### Directions
Every line from the first record below down to the line that includes "TARGET: wine bottle neck" must be reproduced exactly; the pictures are not.

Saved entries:
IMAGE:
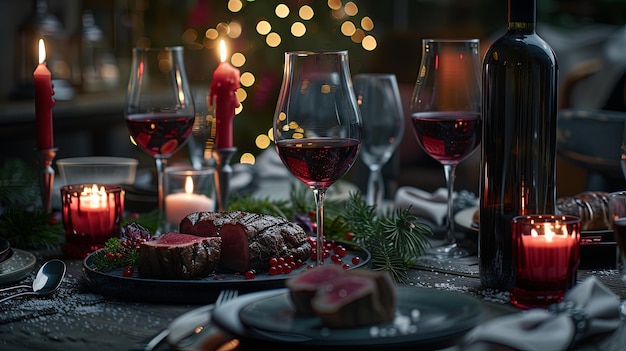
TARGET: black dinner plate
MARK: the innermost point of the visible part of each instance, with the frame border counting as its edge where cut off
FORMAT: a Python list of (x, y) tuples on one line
[(425, 318), (5, 249), (194, 291)]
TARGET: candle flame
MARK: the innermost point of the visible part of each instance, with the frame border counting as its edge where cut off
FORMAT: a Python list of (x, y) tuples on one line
[(188, 185), (94, 197), (548, 233), (222, 51), (42, 51)]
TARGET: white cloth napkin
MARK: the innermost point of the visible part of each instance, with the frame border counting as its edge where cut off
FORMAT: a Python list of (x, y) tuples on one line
[(431, 206), (589, 308)]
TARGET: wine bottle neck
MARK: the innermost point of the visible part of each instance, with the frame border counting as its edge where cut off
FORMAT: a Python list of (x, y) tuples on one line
[(522, 14)]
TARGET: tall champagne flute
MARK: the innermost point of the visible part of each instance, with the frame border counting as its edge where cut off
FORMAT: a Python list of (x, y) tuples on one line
[(317, 125), (445, 111), (159, 108), (378, 98)]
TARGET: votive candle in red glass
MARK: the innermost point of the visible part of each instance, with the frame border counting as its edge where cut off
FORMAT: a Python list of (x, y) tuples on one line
[(546, 255), (92, 214)]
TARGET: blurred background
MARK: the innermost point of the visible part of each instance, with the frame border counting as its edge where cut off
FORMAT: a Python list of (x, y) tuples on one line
[(89, 45)]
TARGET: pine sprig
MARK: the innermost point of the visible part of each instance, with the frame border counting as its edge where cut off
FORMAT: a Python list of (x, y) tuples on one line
[(395, 240)]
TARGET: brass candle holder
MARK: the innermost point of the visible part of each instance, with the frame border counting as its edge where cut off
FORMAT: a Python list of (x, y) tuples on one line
[(223, 172)]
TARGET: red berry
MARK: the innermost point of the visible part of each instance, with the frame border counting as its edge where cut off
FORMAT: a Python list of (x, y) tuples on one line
[(128, 271)]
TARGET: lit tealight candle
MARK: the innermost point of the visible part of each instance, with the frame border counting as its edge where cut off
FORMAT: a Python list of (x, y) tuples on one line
[(179, 205), (223, 97), (43, 101), (546, 258)]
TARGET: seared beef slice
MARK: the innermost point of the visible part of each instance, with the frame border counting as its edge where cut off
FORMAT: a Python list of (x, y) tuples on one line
[(179, 256), (249, 240)]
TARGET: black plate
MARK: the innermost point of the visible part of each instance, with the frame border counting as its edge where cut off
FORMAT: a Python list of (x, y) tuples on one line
[(5, 249), (197, 291), (425, 318)]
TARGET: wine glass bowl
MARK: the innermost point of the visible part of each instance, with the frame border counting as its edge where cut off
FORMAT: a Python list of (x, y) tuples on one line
[(379, 102), (317, 125), (159, 108), (445, 114)]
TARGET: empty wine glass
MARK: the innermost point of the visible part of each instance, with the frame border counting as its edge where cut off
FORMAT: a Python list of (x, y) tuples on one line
[(445, 111), (317, 125), (159, 108), (378, 98)]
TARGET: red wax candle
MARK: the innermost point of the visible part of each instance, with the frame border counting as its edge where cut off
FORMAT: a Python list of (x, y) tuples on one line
[(545, 257), (223, 98), (43, 101)]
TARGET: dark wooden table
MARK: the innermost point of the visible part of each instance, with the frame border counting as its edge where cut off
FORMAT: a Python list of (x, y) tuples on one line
[(75, 318)]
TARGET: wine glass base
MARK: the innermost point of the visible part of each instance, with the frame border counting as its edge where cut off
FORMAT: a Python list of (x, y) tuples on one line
[(448, 251)]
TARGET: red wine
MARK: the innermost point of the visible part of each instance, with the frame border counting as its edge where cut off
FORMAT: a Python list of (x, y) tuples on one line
[(160, 134), (318, 162), (448, 137), (619, 228), (518, 157)]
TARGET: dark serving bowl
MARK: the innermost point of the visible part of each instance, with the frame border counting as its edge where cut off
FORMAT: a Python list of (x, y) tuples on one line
[(5, 249), (592, 139)]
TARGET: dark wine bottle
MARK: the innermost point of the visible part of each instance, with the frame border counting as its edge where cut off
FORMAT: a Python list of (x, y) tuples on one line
[(518, 164)]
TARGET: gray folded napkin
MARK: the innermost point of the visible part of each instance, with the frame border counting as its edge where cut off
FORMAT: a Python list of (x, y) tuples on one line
[(431, 206), (589, 308)]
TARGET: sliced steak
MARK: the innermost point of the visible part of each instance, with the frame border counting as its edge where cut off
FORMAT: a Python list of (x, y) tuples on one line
[(304, 286), (249, 240), (179, 256)]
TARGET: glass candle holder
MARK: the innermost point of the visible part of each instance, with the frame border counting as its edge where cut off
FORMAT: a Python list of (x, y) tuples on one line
[(92, 214), (546, 255), (187, 190)]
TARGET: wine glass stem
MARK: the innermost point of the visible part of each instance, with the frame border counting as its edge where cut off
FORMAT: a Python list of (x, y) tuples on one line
[(450, 174), (161, 163), (319, 221), (375, 188)]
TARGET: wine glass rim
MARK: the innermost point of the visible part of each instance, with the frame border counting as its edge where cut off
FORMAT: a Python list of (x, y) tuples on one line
[(376, 75), (451, 40), (316, 52), (159, 48)]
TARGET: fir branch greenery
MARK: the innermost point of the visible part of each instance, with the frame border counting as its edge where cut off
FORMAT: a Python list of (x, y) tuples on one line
[(395, 239), (23, 223)]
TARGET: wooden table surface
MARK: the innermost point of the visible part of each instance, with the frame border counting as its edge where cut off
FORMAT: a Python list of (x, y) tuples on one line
[(75, 318)]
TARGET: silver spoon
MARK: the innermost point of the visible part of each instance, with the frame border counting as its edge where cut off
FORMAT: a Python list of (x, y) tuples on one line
[(47, 280)]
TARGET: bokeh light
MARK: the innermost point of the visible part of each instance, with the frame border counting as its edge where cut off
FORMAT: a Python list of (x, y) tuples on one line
[(263, 27), (235, 29), (235, 5), (367, 23), (247, 79), (211, 33), (306, 12), (247, 158), (273, 39), (369, 43), (262, 141), (334, 4), (298, 29), (348, 28), (281, 10), (351, 9), (238, 59)]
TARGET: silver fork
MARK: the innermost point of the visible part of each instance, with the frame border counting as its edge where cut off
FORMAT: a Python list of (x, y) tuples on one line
[(153, 342)]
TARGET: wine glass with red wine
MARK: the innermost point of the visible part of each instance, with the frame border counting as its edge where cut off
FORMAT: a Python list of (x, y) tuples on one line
[(317, 125), (445, 114), (617, 211), (159, 108)]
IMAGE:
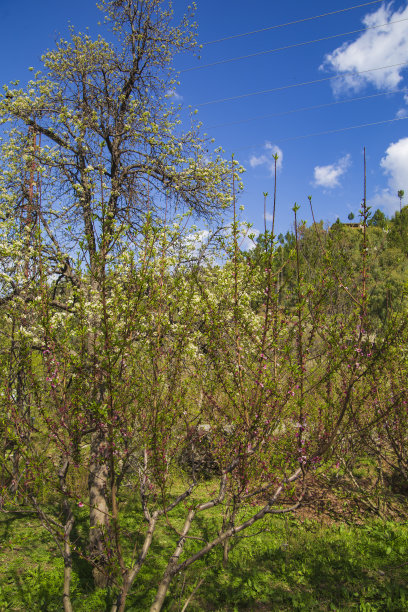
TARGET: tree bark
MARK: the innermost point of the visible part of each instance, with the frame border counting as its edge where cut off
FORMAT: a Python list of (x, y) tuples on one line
[(98, 508)]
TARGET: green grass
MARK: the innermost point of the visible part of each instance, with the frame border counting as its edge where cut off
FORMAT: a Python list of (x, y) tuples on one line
[(290, 565)]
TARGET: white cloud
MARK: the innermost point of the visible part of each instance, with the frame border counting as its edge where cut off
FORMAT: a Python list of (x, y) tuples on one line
[(328, 176), (385, 45), (171, 93), (401, 113), (266, 159), (395, 165)]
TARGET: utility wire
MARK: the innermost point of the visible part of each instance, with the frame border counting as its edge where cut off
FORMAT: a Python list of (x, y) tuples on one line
[(286, 47), (306, 108), (293, 85), (337, 131), (283, 25)]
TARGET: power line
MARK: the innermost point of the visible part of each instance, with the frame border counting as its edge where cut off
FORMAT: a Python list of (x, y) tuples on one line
[(293, 85), (306, 108), (327, 132), (286, 47), (346, 129), (283, 25)]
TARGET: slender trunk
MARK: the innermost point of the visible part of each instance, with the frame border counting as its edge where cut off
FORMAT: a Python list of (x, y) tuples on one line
[(68, 525), (171, 568), (66, 597), (99, 510)]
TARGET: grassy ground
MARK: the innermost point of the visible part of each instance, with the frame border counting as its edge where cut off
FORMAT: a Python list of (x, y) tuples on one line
[(289, 565)]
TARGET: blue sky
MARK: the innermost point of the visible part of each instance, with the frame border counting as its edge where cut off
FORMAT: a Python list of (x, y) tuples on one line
[(254, 126)]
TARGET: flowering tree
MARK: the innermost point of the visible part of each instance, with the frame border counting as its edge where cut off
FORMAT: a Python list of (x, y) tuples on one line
[(94, 144), (123, 349)]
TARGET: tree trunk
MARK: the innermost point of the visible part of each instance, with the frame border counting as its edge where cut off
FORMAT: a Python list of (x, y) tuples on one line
[(98, 508)]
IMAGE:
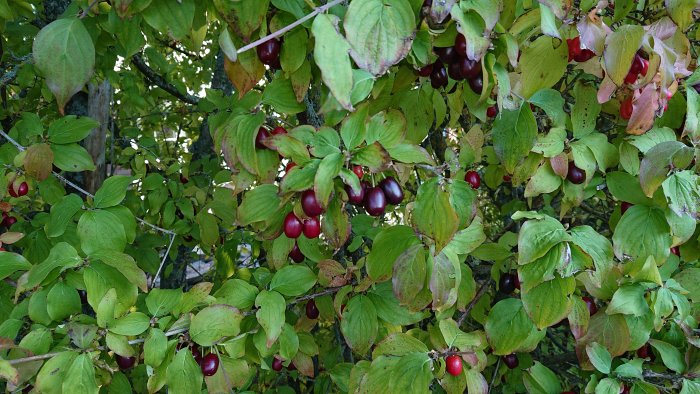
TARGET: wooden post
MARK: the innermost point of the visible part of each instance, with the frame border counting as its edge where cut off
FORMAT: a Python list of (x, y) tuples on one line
[(99, 108)]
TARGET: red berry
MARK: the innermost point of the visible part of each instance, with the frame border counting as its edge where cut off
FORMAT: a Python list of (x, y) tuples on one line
[(296, 255), (262, 135), (625, 206), (312, 227), (454, 365), (355, 198), (292, 226), (491, 111), (590, 303), (473, 178), (125, 363), (576, 175), (279, 130), (311, 310), (276, 364), (358, 171), (310, 204), (425, 70), (268, 51), (510, 360), (626, 108), (375, 201), (461, 45), (392, 190), (210, 364)]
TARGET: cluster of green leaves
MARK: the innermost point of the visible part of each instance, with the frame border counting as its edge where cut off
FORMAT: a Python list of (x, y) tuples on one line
[(396, 293)]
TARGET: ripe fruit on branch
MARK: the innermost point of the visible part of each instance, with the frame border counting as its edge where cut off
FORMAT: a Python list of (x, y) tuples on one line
[(473, 178), (210, 364), (311, 310), (375, 201), (392, 190), (310, 204), (292, 226), (510, 360), (262, 135), (453, 365), (269, 51), (312, 227), (590, 303), (296, 255), (125, 363), (576, 175)]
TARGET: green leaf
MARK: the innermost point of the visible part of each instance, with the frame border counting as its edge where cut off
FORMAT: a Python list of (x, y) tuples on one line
[(359, 324), (258, 204), (432, 198), (174, 18), (670, 355), (213, 323), (620, 48), (380, 33), (72, 158), (549, 302), (100, 230), (388, 245), (327, 171), (184, 375), (293, 280), (80, 377), (331, 56), (62, 214), (64, 54), (514, 134), (543, 63), (507, 326), (270, 314), (112, 191), (599, 356), (11, 263), (642, 232)]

### Answer section
IMAGE:
TARGET: black dinner plate
MARK: the innermost point of the visible part of each instance, with the frame border counting as its edge where cut off
FORMAT: a Python list of (x, y) tuples on one line
[(425, 318), (5, 249), (194, 291)]
TARGET: candle flame
MARK: the innermost point of the visible part of each instance, with the frame border counting as its edge where cut off
FORMAT: a Python list of (x, y) tuples on one line
[(188, 185), (94, 197), (548, 233), (222, 51), (42, 51)]
TARGET: white cloth napkin
MARK: the innermost point of the visible part of each instance, with the frame border counting as its edge where cut off
FORMAT: a Python list of (x, y) tuples on one line
[(431, 206), (589, 308)]
TARGET: wine bottle neck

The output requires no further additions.